Excerpts from location labeling data>
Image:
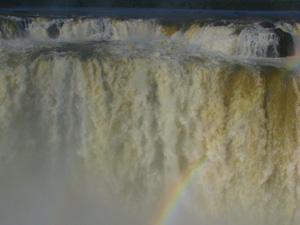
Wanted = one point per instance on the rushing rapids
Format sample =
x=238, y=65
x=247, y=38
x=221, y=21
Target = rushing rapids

Short task>
Write out the records above word for word, omitting the pictures.

Exercise result>
Image:
Wanted = one point per instance on the rushing rapids
Format sample =
x=238, y=65
x=247, y=38
x=221, y=21
Target = rushing rapids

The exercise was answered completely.